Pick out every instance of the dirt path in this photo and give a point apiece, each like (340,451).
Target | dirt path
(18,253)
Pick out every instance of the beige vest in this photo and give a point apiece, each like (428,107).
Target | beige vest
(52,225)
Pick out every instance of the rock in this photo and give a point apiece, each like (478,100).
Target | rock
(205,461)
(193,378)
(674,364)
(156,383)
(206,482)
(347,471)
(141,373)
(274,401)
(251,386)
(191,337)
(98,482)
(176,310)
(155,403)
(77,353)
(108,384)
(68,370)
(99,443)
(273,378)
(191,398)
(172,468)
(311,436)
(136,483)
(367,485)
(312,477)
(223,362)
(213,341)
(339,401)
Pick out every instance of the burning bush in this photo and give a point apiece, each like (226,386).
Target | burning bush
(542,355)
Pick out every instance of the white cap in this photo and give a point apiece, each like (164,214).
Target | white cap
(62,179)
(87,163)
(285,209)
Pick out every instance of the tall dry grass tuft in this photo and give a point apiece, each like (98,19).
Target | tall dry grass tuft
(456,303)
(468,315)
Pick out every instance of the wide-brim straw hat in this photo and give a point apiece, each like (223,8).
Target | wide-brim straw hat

--- Brief ---
Filter the lines above, keeping and copying those that contain "wide".

--- Response to the exercise ---
Pick out every instance of the wide-brim straw hat in this photo and give a point apiece, each like (223,8).
Target | wide-brim straw hat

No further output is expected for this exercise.